● Text segment:

━━━━━━━━━━━━━━━━

JazzJackrabbit Community Forums - View Single Post

Seren · 07:28 AM

Escape sequences

You probably not only encountered, but also already used strings in your own scripts. They're a basic built-in object class designed for storing text. String literals¹ begin and end with either single quotation marks (') or double quotation marks ("). No surprise so far. However, did you ever consider what you'd have to do if you wanted to use a string that contained both of those characters inside it? If the text is surrounded by double quotation marks, you can't simply place another double quotation mark inside it, because the compiler would treat it as the end of the string and the intended result wouldn't be achieved. Instead, you should make use of what's called "escape sequences".

Escape sequences are character sequences of special meaning that the compiler replaces with a specified character. In AngelScript, escape sequences are created by typing backslash (\) followed by a certain character or characters. The sequence \" will be replaced by a double quotation mark and the sequence \' will be replaced by a single quotation mark, but that's not all escape sequences there are: \t is replaced by a single tab character, \n is replaced by a new line feed character, which you may find useful for drawing multi-line text on screen, \r becomes a carriage return character, which you probably won't ever need unless you decide to work with text files, and \0 is a null character (not to be mistaken with the numerical character '0'; null is a type of a control character²). Granted, these aren't something you use commonly in AngelScript, but it's worth knowing they exist.

━━━━━━━━━━━━━━━━

● Requests:
a: Add 78 to both coordinates of every point that follows a "Target:" line in the listing below. Then write out the stretch of the listing from its opening line through the line containing "point(697, 1324)", both included, with every request and format sample unchanged.
b: Write the next part of the forum post on AngelScript escape sequences, starting after its last sentence.

━━━━━━━━━━━━━━━━

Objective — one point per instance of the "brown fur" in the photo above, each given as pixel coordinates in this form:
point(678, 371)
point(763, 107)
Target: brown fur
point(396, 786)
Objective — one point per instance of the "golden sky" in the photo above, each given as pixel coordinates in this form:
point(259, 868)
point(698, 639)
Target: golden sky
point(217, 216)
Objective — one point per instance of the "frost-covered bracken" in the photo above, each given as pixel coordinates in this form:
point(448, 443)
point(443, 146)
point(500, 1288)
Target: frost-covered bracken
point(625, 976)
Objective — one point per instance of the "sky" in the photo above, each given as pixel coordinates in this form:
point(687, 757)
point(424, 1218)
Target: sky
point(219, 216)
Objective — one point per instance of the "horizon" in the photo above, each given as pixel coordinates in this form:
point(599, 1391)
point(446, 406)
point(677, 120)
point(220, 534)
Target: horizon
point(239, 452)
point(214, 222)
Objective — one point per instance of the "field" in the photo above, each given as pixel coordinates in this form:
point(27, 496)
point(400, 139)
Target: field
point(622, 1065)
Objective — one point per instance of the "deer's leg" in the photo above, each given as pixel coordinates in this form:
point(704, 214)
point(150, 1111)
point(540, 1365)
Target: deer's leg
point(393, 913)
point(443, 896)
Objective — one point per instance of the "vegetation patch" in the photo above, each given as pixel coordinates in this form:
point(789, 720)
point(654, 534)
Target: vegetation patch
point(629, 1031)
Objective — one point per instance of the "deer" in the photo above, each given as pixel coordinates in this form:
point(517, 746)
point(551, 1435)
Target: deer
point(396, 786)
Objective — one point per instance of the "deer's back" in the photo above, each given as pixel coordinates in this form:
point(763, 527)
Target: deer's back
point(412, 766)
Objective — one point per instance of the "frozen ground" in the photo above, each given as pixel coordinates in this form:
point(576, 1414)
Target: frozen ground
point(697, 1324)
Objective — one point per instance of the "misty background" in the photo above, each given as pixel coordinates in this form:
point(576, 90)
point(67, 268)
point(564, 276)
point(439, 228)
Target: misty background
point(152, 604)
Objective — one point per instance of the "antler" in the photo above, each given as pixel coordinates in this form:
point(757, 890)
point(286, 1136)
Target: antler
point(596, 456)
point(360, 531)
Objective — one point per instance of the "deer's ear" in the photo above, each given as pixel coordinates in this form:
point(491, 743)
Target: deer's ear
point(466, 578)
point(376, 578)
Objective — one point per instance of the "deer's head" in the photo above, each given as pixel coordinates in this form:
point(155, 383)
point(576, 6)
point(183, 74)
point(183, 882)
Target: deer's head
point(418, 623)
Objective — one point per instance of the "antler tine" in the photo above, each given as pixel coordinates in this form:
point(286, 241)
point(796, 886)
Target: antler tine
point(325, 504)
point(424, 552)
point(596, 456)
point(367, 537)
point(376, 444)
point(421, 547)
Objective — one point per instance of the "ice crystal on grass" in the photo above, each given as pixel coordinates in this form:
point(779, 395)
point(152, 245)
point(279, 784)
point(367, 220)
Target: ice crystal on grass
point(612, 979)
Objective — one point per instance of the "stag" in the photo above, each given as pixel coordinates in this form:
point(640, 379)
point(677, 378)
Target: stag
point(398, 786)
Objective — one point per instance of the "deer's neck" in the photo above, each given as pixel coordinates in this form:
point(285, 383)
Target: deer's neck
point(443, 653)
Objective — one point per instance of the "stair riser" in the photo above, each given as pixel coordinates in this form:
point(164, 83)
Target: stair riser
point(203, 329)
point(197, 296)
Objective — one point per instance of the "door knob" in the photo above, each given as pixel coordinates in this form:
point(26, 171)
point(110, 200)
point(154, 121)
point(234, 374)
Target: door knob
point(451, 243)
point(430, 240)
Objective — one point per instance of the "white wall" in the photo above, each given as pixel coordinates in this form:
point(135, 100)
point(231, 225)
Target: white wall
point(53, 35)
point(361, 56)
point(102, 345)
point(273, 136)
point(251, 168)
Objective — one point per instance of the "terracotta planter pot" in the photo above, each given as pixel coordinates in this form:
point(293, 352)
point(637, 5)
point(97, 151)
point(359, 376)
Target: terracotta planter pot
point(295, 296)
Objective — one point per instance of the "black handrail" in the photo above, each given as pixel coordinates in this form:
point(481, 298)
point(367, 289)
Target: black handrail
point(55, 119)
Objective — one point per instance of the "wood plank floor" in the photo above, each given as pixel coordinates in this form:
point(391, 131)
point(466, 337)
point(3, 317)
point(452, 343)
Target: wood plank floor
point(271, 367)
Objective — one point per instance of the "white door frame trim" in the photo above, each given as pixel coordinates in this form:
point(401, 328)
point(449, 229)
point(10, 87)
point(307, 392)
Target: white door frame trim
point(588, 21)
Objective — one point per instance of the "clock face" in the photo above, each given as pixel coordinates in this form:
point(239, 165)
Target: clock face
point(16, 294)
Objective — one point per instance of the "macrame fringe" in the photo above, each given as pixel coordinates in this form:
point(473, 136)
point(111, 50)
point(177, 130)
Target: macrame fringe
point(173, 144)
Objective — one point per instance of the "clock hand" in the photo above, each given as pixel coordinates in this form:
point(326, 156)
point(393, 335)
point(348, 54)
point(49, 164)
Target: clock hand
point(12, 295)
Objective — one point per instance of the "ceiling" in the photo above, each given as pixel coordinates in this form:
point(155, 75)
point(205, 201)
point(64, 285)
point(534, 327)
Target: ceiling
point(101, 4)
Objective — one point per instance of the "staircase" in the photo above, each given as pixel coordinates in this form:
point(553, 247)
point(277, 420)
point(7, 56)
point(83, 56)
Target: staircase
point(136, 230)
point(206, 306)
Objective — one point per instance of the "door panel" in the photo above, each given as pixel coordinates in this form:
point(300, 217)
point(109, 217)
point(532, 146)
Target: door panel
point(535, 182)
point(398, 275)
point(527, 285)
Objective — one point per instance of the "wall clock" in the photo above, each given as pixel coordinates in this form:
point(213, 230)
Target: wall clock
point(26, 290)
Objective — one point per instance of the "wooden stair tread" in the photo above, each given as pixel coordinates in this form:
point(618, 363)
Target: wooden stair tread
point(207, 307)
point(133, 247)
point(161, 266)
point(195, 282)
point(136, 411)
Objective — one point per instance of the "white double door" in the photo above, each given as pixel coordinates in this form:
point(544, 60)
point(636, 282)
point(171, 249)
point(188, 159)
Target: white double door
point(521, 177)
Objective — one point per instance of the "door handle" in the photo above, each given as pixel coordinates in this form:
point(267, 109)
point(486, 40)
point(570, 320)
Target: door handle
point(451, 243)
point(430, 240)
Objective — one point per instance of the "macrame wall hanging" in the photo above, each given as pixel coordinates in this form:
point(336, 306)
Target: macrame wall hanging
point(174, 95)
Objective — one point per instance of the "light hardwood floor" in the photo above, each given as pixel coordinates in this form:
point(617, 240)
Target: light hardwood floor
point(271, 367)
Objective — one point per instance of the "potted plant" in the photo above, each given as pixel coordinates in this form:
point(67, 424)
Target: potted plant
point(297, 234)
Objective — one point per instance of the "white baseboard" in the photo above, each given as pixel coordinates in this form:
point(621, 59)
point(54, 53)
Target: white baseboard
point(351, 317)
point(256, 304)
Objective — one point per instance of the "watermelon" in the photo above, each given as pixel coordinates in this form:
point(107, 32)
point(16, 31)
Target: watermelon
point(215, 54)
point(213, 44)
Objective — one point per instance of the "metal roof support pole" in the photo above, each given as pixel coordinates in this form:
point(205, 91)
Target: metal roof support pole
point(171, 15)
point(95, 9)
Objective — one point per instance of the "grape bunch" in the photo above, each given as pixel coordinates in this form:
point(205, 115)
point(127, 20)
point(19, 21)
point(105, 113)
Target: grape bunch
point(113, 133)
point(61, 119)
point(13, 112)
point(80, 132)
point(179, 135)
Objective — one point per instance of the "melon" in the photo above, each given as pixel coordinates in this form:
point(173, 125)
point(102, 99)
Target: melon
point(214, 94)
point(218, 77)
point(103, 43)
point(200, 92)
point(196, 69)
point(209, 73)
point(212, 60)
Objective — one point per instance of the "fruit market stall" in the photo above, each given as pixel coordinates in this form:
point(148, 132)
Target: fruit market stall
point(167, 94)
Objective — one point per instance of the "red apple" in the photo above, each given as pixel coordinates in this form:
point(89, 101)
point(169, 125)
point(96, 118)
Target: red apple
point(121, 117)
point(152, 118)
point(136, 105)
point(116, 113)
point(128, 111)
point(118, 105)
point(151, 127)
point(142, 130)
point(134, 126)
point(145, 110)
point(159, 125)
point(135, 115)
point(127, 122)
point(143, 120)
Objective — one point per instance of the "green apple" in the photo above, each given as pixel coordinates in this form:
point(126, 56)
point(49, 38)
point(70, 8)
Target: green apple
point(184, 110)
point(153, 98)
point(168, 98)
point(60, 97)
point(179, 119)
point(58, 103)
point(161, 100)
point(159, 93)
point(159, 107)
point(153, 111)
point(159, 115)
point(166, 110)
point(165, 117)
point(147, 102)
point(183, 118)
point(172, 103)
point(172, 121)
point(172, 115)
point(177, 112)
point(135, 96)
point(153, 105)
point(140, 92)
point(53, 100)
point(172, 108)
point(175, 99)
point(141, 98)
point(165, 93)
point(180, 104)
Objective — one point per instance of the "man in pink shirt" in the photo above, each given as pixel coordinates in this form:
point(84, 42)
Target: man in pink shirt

━━━━━━━━━━━━━━━━

● Task-by-task results:
a:
Objective — one point per instance of the "brown fur" in the photo above, each given as pixel coordinates in this form:
point(678, 371)
point(763, 107)
Target: brown fur
point(474, 864)
Objective — one point per instance of the "golden sky" in the photo above, each given as pixel coordinates in this form:
point(259, 868)
point(698, 639)
Target: golden sky
point(295, 294)
Objective — one point per instance of the "frost-covered bracken" in the photo above, each given as pixel coordinates in this form:
point(448, 443)
point(443, 146)
point(500, 1288)
Target: frost-covered bracken
point(703, 1054)
Objective — one point per instance of the "sky" in the photo above, each given as pixel coordinates in this form:
point(687, 757)
point(424, 1218)
Target: sky
point(297, 294)
Objective — one point per instance of the "horizon" in the photo above, each given as pixel coordinates in this form:
point(599, 1391)
point(446, 406)
point(677, 120)
point(220, 534)
Target: horizon
point(317, 530)
point(292, 300)
Objective — one point per instance of the "field" in the photo above, each given as pixel coordinates in this form:
point(27, 496)
point(400, 139)
Target: field
point(700, 1143)
Objective — one point per instance of the "deer's leg" in the photo above, each given as pixel coordinates in this form:
point(704, 214)
point(150, 1111)
point(540, 1365)
Target: deer's leg
point(471, 991)
point(521, 974)
Objective — one point per instance of the "vegetation patch" in the photo above, each given as pixel coordinates in this form:
point(789, 720)
point(654, 534)
Target: vegetation patch
point(707, 1109)
Objective — one point per instance of the "deer" in the photo above, each given as pixel coordinates in this form:
point(517, 746)
point(551, 1435)
Target: deer
point(474, 864)
Objective — one point per instance of the "deer's back" in the photo above, each given as pixel coordinates in this form:
point(763, 527)
Target: deer's back
point(490, 844)
Objective — one point per instance of the "frozen ground" in the photo above, each given as pixel coordinates in this form:
point(576, 1414)
Target: frozen ground
point(775, 1402)

b:
Now if you've been reading carefully, you should be wondering how you include the backslash character in a string if the compiler expects it to start an escape sequence, and the answer is more escape sequences: \\ is an escape sequence that produces a single backslash. This is very important to know if you happen to write a string that's meant to remind a Windows file path. Consider a naively written string "C:\Games\". When the compiler reaches it, it will see a double quotation mark and realize it's dealing with a string. It will parse the first two characters and then reach \G. That's not an escape sequence it knows, so it will ignore that bit and throw a warning that will be displayed by the chatlogger. Then it reads further and finds \". It understands it as an instruction to insert a double quotation mark into the string, and then continues parsing all following code as a string. Eventually it reaches the end of the script file, and because the string should have been closed but wasn't, it submits an error to the chatlogger. Thus, backslashes in strings must always be escaped and the valid form of that string would've been "C:\\Games\\".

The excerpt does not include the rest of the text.